Source material:
===

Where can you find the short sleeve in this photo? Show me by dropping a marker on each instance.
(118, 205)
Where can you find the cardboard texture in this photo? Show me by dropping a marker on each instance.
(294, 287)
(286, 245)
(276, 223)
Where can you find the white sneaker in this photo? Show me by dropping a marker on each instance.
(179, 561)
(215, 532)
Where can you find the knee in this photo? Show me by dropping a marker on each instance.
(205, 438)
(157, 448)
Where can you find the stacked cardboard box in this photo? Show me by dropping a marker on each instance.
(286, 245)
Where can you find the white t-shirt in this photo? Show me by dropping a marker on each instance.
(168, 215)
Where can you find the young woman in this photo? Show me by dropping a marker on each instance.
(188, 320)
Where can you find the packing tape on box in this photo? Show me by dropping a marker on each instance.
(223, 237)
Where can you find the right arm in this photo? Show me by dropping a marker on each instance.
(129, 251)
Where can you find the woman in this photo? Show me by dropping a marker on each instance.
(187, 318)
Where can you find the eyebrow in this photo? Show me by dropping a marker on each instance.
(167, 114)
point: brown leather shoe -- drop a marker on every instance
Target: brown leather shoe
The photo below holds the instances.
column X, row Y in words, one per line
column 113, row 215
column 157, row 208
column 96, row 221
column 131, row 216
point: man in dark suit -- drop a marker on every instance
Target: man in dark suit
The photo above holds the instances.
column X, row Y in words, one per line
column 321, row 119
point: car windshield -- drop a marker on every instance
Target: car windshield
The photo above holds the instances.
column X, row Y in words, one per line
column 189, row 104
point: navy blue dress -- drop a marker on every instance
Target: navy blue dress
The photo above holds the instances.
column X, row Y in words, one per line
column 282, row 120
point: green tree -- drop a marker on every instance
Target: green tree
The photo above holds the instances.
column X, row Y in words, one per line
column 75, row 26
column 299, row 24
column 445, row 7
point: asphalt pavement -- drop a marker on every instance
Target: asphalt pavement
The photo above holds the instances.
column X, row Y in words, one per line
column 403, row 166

===

Task description:
Transcribe all of the material exactly. Omit nothing.

Written solution:
Where can you find the short sleeve in this photo? Show me by dropping a marker on each instance.
(118, 205)
Where can you find the cardboard texture in this photo? Show me by dropping a marker on each instance.
(294, 287)
(286, 245)
(276, 223)
Where can you find the white sneaker in this photo? Show me by dropping a marker on each instance.
(179, 561)
(215, 532)
Where can you find the knee in this photo? Show me by dropping a marker on each instance.
(205, 438)
(157, 448)
Where can you find the stacked cardboard box in this photo? Show me by dropping a marker on each instance.
(286, 245)
Where can you find the white t-shirt in this photo? Show me by dropping a marker on each instance.
(168, 215)
Where can you find the young woman in this photo? Show me by dropping a marker on each instance.
(188, 320)
Where can you find the packing tape on box in this photo? Show me by dropping a marker on each instance.
(223, 237)
Where can you find the right arm in this photo? Show me by dropping a marker on each instance.
(129, 251)
Where can you find the woman in this photo? Show me by dropping a marker on each instance.
(187, 318)
Where can you find the eyebrow in this photo? Show me by dropping a marker on each instance.
(167, 114)
point: brown leather shoe -- drop a marker on every instance
Target: brown leather shoe
The photo below holds the instances.
column X, row Y in words, one per line
column 113, row 215
column 157, row 208
column 96, row 221
column 131, row 216
point: man in dark suit -- drop a marker on every instance
Target: man in dark suit
The photo above holds the instances.
column X, row Y in words, one per line
column 321, row 119
point: car windshield -- drop a marker on every instance
Target: car windshield
The photo above holds the instances.
column X, row Y in words, one per line
column 189, row 104
point: navy blue dress -- drop a marker on every instance
Target: navy blue dress
The photo above holds the instances.
column X, row Y in words, one per line
column 282, row 120
point: green tree -- drop a marker on every instance
Target: green tree
The photo above holds the instances.
column X, row Y in words, one per line
column 75, row 26
column 299, row 24
column 445, row 7
point: asphalt pavement -- drop a marker on every instance
Target: asphalt pavement
The photo above holds the instances.
column X, row Y in words, one per line
column 403, row 166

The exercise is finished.